### Task goal
Rewrite the lines below as a numbered list, leaving out blank lines. Begin at the line that has "Practice. Locate the tent" and stop after the line that has "[(88, 216)]".

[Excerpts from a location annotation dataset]
* begin *
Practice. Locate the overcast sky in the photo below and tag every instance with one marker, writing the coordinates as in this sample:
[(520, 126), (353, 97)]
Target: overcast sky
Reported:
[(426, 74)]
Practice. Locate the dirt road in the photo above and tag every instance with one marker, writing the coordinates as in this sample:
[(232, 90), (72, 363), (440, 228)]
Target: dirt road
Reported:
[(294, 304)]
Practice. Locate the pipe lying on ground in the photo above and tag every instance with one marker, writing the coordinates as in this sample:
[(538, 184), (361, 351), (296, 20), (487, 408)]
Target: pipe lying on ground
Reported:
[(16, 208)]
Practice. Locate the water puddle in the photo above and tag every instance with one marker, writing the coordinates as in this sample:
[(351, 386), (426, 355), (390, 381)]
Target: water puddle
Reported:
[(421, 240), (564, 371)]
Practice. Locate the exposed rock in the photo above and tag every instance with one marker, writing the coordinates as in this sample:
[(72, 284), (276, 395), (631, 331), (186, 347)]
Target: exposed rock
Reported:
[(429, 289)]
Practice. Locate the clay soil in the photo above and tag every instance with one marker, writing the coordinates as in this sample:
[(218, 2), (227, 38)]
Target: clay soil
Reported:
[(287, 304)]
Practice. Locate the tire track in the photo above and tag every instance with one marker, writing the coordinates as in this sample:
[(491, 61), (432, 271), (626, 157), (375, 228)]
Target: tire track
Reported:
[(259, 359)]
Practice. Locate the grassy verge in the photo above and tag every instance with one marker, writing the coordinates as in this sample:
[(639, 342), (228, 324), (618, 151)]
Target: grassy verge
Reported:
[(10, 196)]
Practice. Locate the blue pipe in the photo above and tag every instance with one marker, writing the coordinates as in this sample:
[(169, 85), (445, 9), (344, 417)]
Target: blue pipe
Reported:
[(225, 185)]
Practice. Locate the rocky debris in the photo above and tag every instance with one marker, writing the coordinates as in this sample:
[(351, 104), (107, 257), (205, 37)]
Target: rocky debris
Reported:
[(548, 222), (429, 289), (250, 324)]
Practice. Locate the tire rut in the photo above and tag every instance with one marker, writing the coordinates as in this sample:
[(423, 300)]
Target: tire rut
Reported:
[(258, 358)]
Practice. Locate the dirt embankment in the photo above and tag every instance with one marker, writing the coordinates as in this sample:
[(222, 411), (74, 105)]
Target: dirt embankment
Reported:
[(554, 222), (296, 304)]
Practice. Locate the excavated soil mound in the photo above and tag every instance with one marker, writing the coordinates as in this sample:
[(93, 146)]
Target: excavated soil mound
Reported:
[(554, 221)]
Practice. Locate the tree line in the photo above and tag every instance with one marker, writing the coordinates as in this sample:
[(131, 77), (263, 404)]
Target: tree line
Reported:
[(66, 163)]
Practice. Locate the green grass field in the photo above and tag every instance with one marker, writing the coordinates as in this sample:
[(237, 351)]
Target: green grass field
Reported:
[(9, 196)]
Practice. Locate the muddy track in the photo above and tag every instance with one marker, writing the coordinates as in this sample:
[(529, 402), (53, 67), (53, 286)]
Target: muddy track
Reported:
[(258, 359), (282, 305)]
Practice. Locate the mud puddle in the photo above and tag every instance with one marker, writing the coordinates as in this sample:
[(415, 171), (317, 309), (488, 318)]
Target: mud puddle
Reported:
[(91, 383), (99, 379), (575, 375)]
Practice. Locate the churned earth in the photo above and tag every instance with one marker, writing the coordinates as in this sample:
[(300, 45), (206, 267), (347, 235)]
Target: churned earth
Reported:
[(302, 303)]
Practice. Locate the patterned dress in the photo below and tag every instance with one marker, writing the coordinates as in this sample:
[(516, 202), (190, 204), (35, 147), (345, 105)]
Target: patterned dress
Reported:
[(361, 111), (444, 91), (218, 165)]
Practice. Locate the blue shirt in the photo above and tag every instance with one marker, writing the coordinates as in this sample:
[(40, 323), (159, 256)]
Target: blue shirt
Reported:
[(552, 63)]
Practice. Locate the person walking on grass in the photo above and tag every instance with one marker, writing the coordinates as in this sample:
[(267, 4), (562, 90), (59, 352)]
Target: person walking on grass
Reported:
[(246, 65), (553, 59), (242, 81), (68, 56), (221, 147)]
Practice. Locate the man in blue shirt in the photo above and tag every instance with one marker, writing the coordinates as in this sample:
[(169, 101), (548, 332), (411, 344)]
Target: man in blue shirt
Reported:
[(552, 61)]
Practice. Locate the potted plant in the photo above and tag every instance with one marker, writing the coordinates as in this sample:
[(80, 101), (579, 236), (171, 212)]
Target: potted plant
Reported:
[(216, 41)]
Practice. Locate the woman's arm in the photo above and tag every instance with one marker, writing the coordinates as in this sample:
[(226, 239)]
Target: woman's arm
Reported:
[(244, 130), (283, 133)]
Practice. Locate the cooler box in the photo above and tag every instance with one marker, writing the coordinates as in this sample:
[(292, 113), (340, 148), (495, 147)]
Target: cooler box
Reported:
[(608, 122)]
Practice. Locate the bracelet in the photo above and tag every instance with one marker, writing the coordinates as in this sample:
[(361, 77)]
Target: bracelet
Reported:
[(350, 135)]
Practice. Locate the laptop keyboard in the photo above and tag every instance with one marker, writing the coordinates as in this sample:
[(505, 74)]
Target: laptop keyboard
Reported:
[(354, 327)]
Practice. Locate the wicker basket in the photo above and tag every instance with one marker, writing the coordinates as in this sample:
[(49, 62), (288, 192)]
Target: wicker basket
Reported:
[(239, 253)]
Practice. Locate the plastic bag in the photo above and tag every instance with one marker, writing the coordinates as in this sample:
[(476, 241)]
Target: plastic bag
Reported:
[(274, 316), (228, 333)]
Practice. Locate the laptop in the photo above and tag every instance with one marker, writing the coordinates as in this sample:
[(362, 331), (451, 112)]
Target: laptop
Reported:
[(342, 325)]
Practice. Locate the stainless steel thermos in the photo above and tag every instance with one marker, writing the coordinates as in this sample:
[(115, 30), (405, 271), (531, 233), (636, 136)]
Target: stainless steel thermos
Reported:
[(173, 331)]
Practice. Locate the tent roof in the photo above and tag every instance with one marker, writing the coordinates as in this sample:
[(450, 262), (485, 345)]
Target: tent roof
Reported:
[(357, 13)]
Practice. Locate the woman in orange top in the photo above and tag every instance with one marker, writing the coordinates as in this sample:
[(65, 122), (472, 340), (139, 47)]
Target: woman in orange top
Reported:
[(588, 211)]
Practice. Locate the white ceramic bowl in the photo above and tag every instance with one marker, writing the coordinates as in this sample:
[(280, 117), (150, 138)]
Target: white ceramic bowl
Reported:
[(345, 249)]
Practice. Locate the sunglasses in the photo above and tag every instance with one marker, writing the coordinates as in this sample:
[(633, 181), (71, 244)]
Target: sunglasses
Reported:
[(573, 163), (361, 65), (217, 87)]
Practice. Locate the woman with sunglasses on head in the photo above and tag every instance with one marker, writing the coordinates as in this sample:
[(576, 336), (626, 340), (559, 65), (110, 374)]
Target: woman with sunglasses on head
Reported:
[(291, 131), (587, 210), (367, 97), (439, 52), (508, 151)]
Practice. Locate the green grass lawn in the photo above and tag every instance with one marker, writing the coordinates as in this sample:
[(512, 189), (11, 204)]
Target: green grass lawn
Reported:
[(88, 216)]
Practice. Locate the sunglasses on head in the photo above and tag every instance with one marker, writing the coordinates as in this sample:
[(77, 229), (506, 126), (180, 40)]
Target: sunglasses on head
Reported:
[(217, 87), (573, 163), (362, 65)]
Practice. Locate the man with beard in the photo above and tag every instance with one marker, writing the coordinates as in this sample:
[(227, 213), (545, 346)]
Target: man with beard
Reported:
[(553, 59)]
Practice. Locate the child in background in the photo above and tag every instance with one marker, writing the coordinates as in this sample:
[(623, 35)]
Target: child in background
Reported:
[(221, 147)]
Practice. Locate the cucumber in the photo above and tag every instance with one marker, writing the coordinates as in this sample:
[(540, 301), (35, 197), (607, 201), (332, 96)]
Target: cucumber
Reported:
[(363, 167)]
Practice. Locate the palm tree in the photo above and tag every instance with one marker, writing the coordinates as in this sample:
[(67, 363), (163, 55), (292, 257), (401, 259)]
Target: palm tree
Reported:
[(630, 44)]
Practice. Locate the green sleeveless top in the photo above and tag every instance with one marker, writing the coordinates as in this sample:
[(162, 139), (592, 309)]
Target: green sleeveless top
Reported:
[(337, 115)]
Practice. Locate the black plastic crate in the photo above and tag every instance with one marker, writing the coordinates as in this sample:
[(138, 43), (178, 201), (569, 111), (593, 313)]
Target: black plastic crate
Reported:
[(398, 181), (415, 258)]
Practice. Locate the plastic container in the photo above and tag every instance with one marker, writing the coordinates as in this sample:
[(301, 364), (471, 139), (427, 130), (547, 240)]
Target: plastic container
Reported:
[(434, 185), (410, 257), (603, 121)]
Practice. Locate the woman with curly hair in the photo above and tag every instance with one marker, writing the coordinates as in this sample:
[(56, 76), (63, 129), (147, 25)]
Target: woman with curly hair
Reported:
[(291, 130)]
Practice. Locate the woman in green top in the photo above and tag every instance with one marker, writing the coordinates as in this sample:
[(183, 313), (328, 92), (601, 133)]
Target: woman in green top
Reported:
* end *
### Solution to the problem
1. Practice. Locate the tent roof in the photo above and tag every instance with one marker, writing the coordinates as in this sample:
2. [(450, 262), (485, 345)]
3. Target: tent roof
4. Reported:
5. [(357, 13)]
6. Practice. Locate the woman in orange top in the photo above and tag every instance with one marker, writing the coordinates as in this sample:
7. [(65, 122), (472, 340), (139, 47)]
8. Target: woman in orange top
9. Reported:
10. [(588, 211)]
11. Practice. Locate the white ceramic bowl in the photo above and tag every instance with one marker, writing the coordinates as in this sample:
12. [(280, 117), (150, 138)]
13. Target: white ceramic bowl
14. Reported:
15. [(345, 249)]
16. Practice. Locate the sunglasses in the photo above and tag every instance with one marker, writing the coordinates as in this sample:
17. [(633, 181), (71, 244)]
18. Target: sunglasses
19. Reported:
20. [(573, 163), (361, 65), (217, 87)]
21. Practice. Locate the woman with sunglasses on head in the photo above and tag every instance with one marker, writing the coordinates as in this sample:
22. [(576, 336), (626, 340), (559, 65), (110, 374)]
23. Target: woman with sunglasses on head
24. Reported:
25. [(291, 131), (587, 210), (367, 97), (439, 52), (508, 151)]
26. Practice. Locate the green grass lawn in the photo above and tag every instance with one marker, writing the coordinates as in this sample:
27. [(512, 189), (11, 204)]
28. Target: green grass lawn
29. Reported:
30. [(88, 216)]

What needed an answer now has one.